[Dataset lines about where objects are located]
════════════════════
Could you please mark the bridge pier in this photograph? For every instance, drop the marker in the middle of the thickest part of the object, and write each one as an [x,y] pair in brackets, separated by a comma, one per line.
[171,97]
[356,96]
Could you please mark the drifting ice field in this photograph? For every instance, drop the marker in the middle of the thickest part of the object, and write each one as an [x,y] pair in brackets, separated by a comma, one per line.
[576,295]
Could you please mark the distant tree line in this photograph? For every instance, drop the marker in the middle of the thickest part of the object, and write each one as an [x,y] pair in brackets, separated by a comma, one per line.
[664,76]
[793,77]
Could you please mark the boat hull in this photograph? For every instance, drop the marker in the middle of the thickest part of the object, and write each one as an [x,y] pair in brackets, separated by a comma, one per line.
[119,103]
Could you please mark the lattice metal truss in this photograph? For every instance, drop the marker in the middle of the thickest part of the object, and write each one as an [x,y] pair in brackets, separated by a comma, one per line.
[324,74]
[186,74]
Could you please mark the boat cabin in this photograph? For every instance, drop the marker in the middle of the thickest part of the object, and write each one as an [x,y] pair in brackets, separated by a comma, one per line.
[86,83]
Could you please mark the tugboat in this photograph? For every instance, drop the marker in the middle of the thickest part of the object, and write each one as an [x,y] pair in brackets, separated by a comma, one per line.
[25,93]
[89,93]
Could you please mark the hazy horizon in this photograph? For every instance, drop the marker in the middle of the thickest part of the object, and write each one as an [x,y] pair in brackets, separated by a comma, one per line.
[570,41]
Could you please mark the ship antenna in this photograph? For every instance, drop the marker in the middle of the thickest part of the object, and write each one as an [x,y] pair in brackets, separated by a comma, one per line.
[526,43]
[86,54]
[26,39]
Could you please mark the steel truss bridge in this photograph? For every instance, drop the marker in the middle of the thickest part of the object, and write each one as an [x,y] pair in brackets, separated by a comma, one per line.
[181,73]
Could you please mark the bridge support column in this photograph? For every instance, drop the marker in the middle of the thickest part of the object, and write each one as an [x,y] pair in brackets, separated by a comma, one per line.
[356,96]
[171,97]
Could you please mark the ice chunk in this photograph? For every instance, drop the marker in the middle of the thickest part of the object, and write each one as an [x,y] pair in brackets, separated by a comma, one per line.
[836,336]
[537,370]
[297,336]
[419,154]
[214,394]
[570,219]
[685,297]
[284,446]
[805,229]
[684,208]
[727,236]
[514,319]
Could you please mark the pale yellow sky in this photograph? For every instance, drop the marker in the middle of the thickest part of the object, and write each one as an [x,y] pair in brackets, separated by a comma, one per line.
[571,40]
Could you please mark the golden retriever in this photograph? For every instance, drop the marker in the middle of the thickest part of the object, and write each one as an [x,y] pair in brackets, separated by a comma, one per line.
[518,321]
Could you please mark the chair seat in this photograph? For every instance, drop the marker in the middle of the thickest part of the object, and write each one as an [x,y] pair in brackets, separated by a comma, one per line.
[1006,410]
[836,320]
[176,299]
════════════════════
What you have to do:
Recast every one of the lines above as a JSON list of strings, one string per line, leaving out any blank lines.

Final result:
[
  "Could you please mark the bridge pier in this photograph? For every instance, drop the marker in the middle of the thickest part of the object, and write each one as an [x,y] pair in brackets, separated by a comma, one per line.",
  "[171,97]",
  "[356,96]",
  "Could you please mark the drifting ice field in this photograph? For every instance, drop the marker in the middle of the thickest part of the object, and write each one as an [x,y] pair in brackets, separated by a comma, one per line.",
  "[576,295]",
  "Could you please mark the distant tree line in this photograph? For every instance, drop the marker in the middle of the thickest part of the object, and write each one as an [x,y] pair in brackets, separated by a comma, one per line.",
  "[664,76]",
  "[793,77]",
  "Could you please mark the boat hull in this photograph? For every instance, drop the marker in the middle of the thickest part of the object, and write each one as an [x,y] pair in brackets, separated by a comma, one per line.",
  "[119,103]",
  "Could you please mark the lattice metal truss in this photograph? For every instance, drop the marker in the middle of the thickest part of the object, and write each one as an [x,y] pair in brackets, separated by a comma, one per line.",
  "[324,74]",
  "[186,74]",
  "Could you please mark the boat cabin in this photograph? For every instance, drop the marker in the middle of the thickest part of the object, and write each one as an [x,y] pair in brackets, separated by a comma, one per line.",
  "[86,83]",
  "Could you please mark the tugboat in this photograph? For every instance, drop the marker in the middle of the thickest part of the object, and write each one as an [x,y] pair in brackets, separated by a comma, one per line.",
  "[25,93]",
  "[89,93]",
  "Could you please mark the hazy horizon in this photograph? For every instance, drop the marker in the middle of the thickest part of the object, and write each one as an [x,y] pair in brackets, separated by a comma, one per line.",
  "[570,41]",
  "Could you please mark the ship antenna in this photograph? For every instance, drop the marker in the middle of the thickest part of the object, and write each one as an [x,y] pair in brackets, separated by a comma, one per line.",
  "[526,43]",
  "[86,54]",
  "[26,39]",
  "Could you please mark the steel truss bridge in this photograph? For every instance, drop the marker in the middle of the thickest part of the object, and write each one as an [x,y] pair in brackets, separated by a comma, one per line.",
  "[181,73]",
  "Could you please mark the bridge support column in this photograph? For every instance, drop the marker in the middle of the thickest part of the object, and write each one as an [x,y] pair in brackets, separated by a comma, one per line.",
  "[356,96]",
  "[171,97]",
  "Could you please mark the ice chunk in this photograph? For every instance, drop the marker in the middle of the thickest part of the object, and write each one as an [x,y] pair in brackets, separated by a comma, one per line.",
  "[836,336]",
  "[537,370]",
  "[297,336]",
  "[419,154]",
  "[214,394]",
  "[570,219]",
  "[685,297]",
  "[284,446]",
  "[805,229]",
  "[684,208]",
  "[727,236]",
  "[514,319]",
  "Could you please mark the pale yellow sky in this photograph? For every instance, drop the marker in the middle of the thickest part of the object, and write each one as an [x,y] pair in brackets, separated by a comma, one per line.",
  "[571,40]",
  "Could you please mark the golden retriever in this photograph? For every instance, drop the marker in the middle of the thickest part of the object, and write each one as an [x,y] pair in brackets, separated by a comma, one per line.",
  "[518,321]",
  "Could you please mark the chair seat in this photograph? For every instance, drop the marker in the middle of the thickest part of the object, and write each one as an [x,y] pair in brackets, separated by a comma, one per line.",
  "[1006,410]",
  "[836,320]",
  "[176,299]"
]